▶ [Stated problem A]:
Summarize the thread below in three sentences.

Let $A \in \mathbb{C}^{n \times n}$ be such that $A = A^{*} $ and $<x,Ax> > 0$ whenever $x \ne 0$. We define $$\forall u,v \in \mathbb{C}^n: (u|v) := <u,Av>$$ where $<.,.>$ is the standard where the first argument should be complex conjugated. Prove that $(u|v)$ is an inner product.
So, I have to show positive definiteness: Let $u \in \mathbb{C}^n$ such that $u \ne o$. By definition the following holds: $$(u|u) = <u,Au> > 0$$ and if $u=0$: $$(u|u) = <u,Au> = 0$$ Now I have to show linearity:
Let $a,b \in \mathbb{R}$ and $u,x,v \in \mathbb{C}^n$, then: $$ (au+bx,v)= <au+bx,Av>= <au,Av> + <bx, Av> = a<u,Av> + b<x,Av> = a(u|v)+b(x|v)$$
Now, I have to show complex symmetry but I am not sure how to show complex symmetry here. Could anyone show me how to show complex symmetry in detail? I think I have to use he fact that $A=A^*$ somehow but I am not quite sure how it should look like.
$A=A^*$ means that for all $u,v$, you have $$\langle u,Av \rangle = \langle Au, v \rangle$$
Therefore, $$(u|v)=\langle u, Av \rangle = \langle Au, v \rangle = \langle v, Au \rangle = (v|u)$$

▶ [Data shown]:
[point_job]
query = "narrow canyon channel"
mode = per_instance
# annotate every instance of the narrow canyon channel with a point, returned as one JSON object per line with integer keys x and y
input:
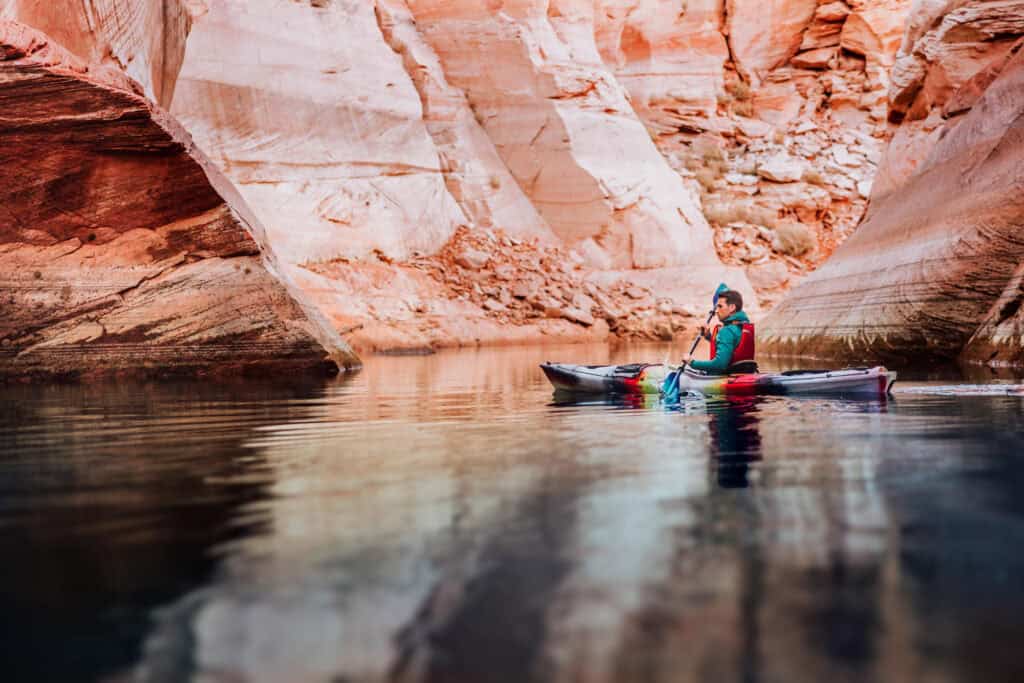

▶ [Stated problem B]:
Count the lines of the entries above that contain the string "channel".

▶ [Worked solution A]:
The thread asks how to prove that (u|v) := <u,Av> is an inner product, where A is a complex n-by-n matrix with A = A* and <x,Ax> > 0 whenever x is nonzero. The poster shows positive definiteness and linearity but is unsure how to show complex symmetry, suspecting that the fact A = A* must be used. A reply explains that A = A* means <u,Av> = <Au,v> for all u and v, and uses this in a chain of equalities that ends with (u|v) = (v|u).

▶ [Worked solution B]:
2